• **PERINTAH LATIHAN**:
• A. Berdasarkan tulisan tentang Detcon, jelaskan alasan penulis menganggap perasaannya bahwa Detcon tahun ini adalah yang terakhir sebagai hal yang agak kontroversial.
• B. Menurut tulisan tentang Detcon, Newspaper Design sekarang diganti dengan apa?
• C. Teruskan tulisan tentang Detcon mulai dari kalimat terakhirnya.

• **DOKUMEN SUMBER**:
==========

18 November 2010

2010 Detcon terakhir? (Detcon 2010 - Part 1)

Inilah 3 patah kata yang terlintas di pikiranku saat ini. Agak kontroversial memang, apalagi hari ini sudah dibuka pameran mading terbesar di Indonesia timur ini. Tapi kalo aku pikir lagi secara logika mungkin bisa jadi benar perasaanku ini. Detcon tahun ini terakhir.

Wah, gak bisa dibayangin lagi kalo Detcon berakhir. Kemana lagi anak muda hangout bareng temen, pacar, dan keluarga di akhir tahun ini. Kemana lagi para calon peserta mading akan menyalurkan karyanya ke tingkat yang lebih tinggi. Aku akui, Detcon lebih enak dibuat kumpul-kumpul bareng kolega ketimbang DBL yang lebih sukses.

Detcon di mataku punya banyak cerita, dan kenangan yang bersifat abadi. Mulai kenalan sama anak, buat Newspaper Design (yang sekarang diganti mading Gerak), kampanye mading, belajar bersama kakak-kakak kelas, dan lainnya. Semuanya takkan tergantikan :)

==========

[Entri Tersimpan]
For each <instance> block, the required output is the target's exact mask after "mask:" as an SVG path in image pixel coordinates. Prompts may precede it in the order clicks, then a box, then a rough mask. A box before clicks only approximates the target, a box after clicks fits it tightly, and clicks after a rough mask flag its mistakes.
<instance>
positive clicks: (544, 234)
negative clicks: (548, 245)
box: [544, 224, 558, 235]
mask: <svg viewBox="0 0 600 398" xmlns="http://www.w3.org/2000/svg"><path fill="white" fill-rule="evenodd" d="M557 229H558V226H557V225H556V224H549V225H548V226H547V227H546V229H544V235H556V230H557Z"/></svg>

==========

• **JAWABAN TERTULIS**:
• A. Penulis menganggapnya agak kontroversial karena pada hari itu pameran mading terbesar di Indonesia timur justru sudah dibuka.

• B. Newspaper Design sekarang diganti dengan mading Gerak.

• C.
Tapi kalau sampai Detcon berakhir itu berarti sama saja "membunuh" kreatifitas anak muda dan tidak ada lagi tempat cozy untuk bercanda bareng dan membuat kenangan, mulai pengiriman mading sampai pengumuman pemenang.

Berkali-kali Azrul Ananda bermain-main dengan anak-anak muda SMP sampai SMA sebelum pengumuman pemenang mading, tiap tahunnya di sela pidatonya dengan kata seperti ini, "Siapa yang pengen Detcon lanjut?"

Lantas semua angkat tangan, walau ada yang tidak mengangkat. Kemudian Azrul bercanda, "karena yang angkat tangan sedikit, tahun depan Detcon tidak ada," semua penonton pun berteriak nada kecewa. Tapi toh nyatanya sampai sekarang masih eksis, ya kan?

Walaupun di akhir konvensi Azrul selalu mengumumkan tema tahun depan dan menjelaskan dari awal sejarah Detcon, tapi ada suatu hari nanti kelak Detcon akan ditiadakan. Masih ingat dengan buku katalog mading warna hitam yang bertajuk "Deteksi Mading Championship"? Disitu ada tulisan Azrul Ananda tentang sejarah dan suka duka Detcon yang pernah dimuat di Metropolis, tepatnya di bawah header pada tahun 2008.

Diantaranya Azrul menulis yang kalau tidak salah (berarti benar) bunyinya begini, "DetEksi bertahan karena antusiasme penggemarnya. Lewat Detcon dan DBL, DetEksi dapat bertahan melalui waktu. Namun karena waktu juga akan ada point of diminishing return (tingkat kebosanan). Entah nantinya DetEksi akan tetap bertahan karena DBL atau Detcon atau sesuatu yang baru, yang penting masih bisa berkomunikasi dengan penggemarnya."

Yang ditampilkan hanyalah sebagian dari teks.